-- Record set follows --
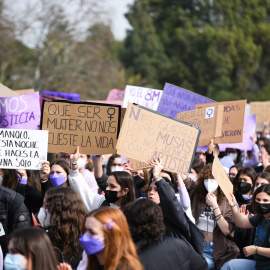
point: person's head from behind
(63, 213)
(106, 239)
(245, 180)
(59, 173)
(262, 179)
(264, 153)
(9, 178)
(261, 201)
(196, 168)
(120, 188)
(30, 249)
(145, 219)
(114, 164)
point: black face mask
(262, 208)
(244, 187)
(111, 196)
(231, 179)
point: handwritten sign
(176, 99)
(233, 120)
(116, 95)
(6, 92)
(136, 165)
(23, 149)
(146, 135)
(146, 97)
(21, 111)
(249, 130)
(208, 119)
(67, 96)
(92, 126)
(262, 111)
(222, 179)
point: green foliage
(219, 49)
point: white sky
(114, 8)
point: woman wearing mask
(31, 249)
(62, 215)
(261, 222)
(262, 179)
(9, 178)
(243, 186)
(107, 241)
(119, 190)
(213, 216)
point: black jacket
(13, 213)
(171, 254)
(177, 223)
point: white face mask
(232, 155)
(192, 177)
(81, 163)
(44, 217)
(117, 169)
(211, 185)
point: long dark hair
(263, 188)
(35, 245)
(67, 214)
(125, 180)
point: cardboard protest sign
(136, 165)
(262, 111)
(208, 119)
(146, 97)
(24, 91)
(222, 179)
(233, 120)
(23, 149)
(20, 112)
(6, 92)
(92, 126)
(116, 95)
(249, 130)
(146, 135)
(176, 99)
(67, 96)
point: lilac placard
(20, 112)
(116, 95)
(67, 96)
(176, 99)
(249, 130)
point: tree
(216, 48)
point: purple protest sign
(249, 130)
(20, 112)
(67, 96)
(176, 99)
(116, 95)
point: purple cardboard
(176, 99)
(20, 112)
(67, 96)
(249, 130)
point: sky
(115, 10)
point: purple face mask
(91, 245)
(57, 179)
(22, 180)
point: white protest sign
(146, 97)
(23, 149)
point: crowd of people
(94, 212)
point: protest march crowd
(141, 193)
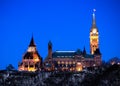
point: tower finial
(94, 22)
(32, 43)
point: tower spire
(32, 43)
(94, 20)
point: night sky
(66, 23)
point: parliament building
(63, 60)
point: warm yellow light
(31, 69)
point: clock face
(94, 30)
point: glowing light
(94, 10)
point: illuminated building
(75, 60)
(31, 60)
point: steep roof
(32, 43)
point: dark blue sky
(66, 23)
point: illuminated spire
(94, 20)
(32, 43)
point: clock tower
(94, 35)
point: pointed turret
(32, 43)
(50, 49)
(94, 21)
(94, 35)
(84, 51)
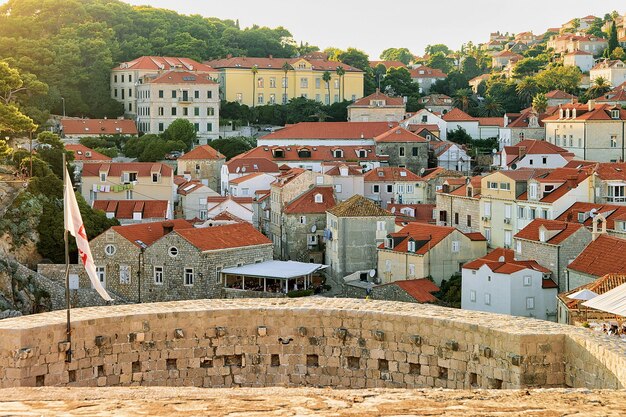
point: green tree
(397, 54)
(540, 103)
(527, 89)
(613, 41)
(181, 130)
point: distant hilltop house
(258, 81)
(73, 129)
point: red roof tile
(202, 152)
(390, 174)
(332, 130)
(306, 204)
(605, 255)
(81, 153)
(149, 233)
(98, 127)
(224, 237)
(564, 230)
(124, 209)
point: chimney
(591, 104)
(595, 233)
(167, 227)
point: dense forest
(71, 46)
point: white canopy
(583, 294)
(275, 269)
(613, 301)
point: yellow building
(260, 81)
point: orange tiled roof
(98, 127)
(224, 237)
(391, 174)
(143, 169)
(565, 230)
(124, 209)
(605, 255)
(202, 152)
(332, 130)
(306, 204)
(80, 153)
(149, 233)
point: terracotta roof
(241, 164)
(224, 237)
(277, 63)
(163, 63)
(306, 204)
(502, 261)
(179, 77)
(124, 209)
(387, 64)
(398, 134)
(202, 152)
(558, 94)
(149, 233)
(98, 127)
(332, 130)
(358, 206)
(322, 153)
(605, 255)
(391, 174)
(421, 290)
(143, 169)
(389, 101)
(458, 115)
(81, 152)
(601, 285)
(426, 237)
(563, 229)
(427, 72)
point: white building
(497, 283)
(175, 95)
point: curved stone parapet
(321, 342)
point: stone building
(202, 163)
(554, 244)
(172, 260)
(304, 222)
(355, 227)
(405, 149)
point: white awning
(613, 301)
(275, 269)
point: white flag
(74, 225)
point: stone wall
(304, 342)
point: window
(189, 276)
(124, 274)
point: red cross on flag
(74, 225)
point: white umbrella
(584, 295)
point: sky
(373, 26)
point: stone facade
(554, 257)
(412, 155)
(315, 342)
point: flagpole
(68, 355)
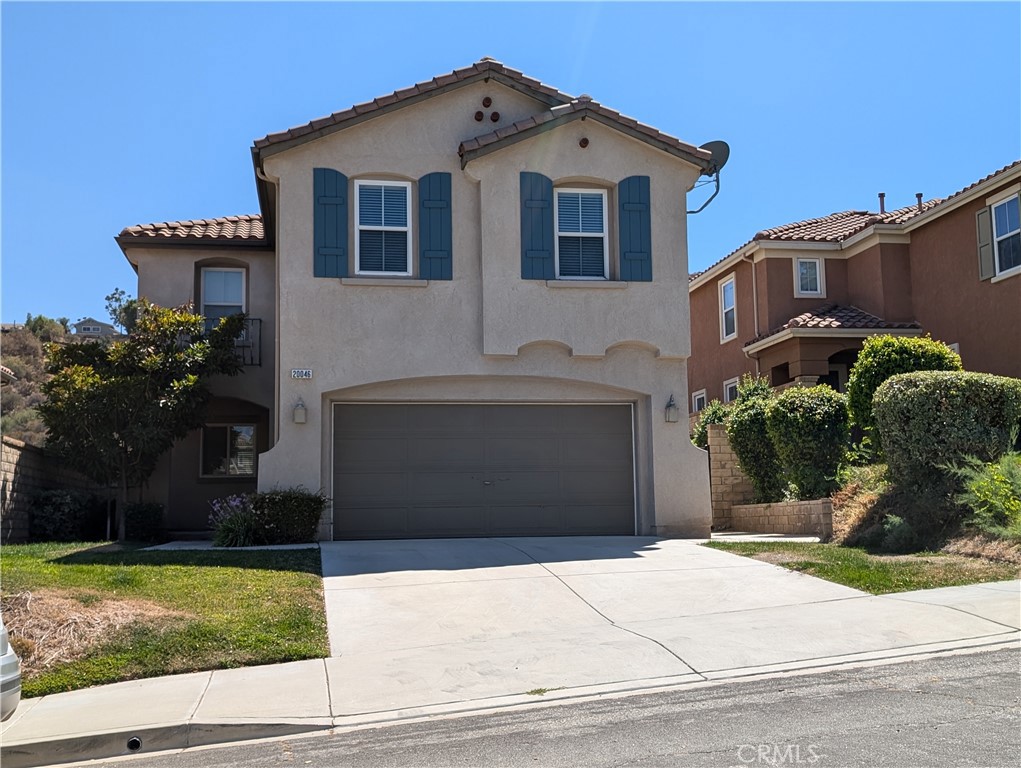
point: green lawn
(878, 574)
(188, 611)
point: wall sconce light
(672, 413)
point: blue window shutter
(636, 229)
(435, 234)
(330, 222)
(536, 227)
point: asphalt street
(962, 710)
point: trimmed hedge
(808, 427)
(931, 422)
(714, 413)
(883, 356)
(750, 441)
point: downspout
(755, 306)
(276, 320)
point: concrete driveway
(442, 622)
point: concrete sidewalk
(419, 628)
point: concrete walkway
(427, 627)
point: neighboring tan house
(796, 301)
(472, 297)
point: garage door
(408, 471)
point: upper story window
(809, 277)
(1007, 234)
(728, 309)
(581, 234)
(223, 293)
(383, 217)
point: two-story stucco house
(470, 304)
(795, 302)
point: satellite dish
(721, 153)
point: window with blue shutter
(330, 224)
(635, 225)
(581, 234)
(536, 227)
(383, 226)
(435, 235)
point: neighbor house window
(228, 449)
(581, 234)
(698, 401)
(730, 390)
(809, 277)
(1007, 234)
(223, 294)
(383, 213)
(728, 309)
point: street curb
(150, 739)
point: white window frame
(721, 286)
(604, 235)
(244, 285)
(228, 426)
(358, 183)
(726, 389)
(820, 277)
(997, 272)
(695, 397)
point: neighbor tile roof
(240, 228)
(583, 105)
(836, 316)
(479, 68)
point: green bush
(931, 422)
(749, 439)
(808, 427)
(64, 516)
(714, 413)
(883, 356)
(991, 495)
(290, 516)
(145, 522)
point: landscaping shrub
(64, 516)
(290, 516)
(233, 522)
(749, 439)
(145, 522)
(714, 413)
(808, 427)
(883, 356)
(931, 422)
(991, 495)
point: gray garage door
-- Record set concluded --
(What this task involves): From the line holding "point: satellite dish" to the last line of the data above, copy every line exactly and include nothing more.

(Finished exercise):
point: satellite dish
(721, 153)
point: window with blue shutter
(330, 224)
(635, 225)
(581, 234)
(536, 227)
(383, 226)
(435, 235)
point: neighbor house window
(228, 449)
(581, 234)
(698, 401)
(730, 390)
(809, 277)
(1007, 234)
(223, 294)
(383, 213)
(728, 309)
point: street curb
(150, 739)
point: white window frame
(721, 286)
(604, 235)
(244, 285)
(228, 426)
(358, 183)
(726, 389)
(820, 277)
(997, 272)
(695, 397)
point: neighbor tile roof
(240, 228)
(583, 105)
(836, 316)
(479, 68)
point: green bush
(931, 422)
(749, 439)
(808, 427)
(64, 516)
(714, 413)
(883, 356)
(991, 495)
(290, 516)
(145, 522)
point: landscaping shrub
(64, 516)
(290, 516)
(233, 522)
(749, 439)
(145, 522)
(714, 413)
(808, 427)
(883, 356)
(931, 422)
(991, 495)
point: gray garage door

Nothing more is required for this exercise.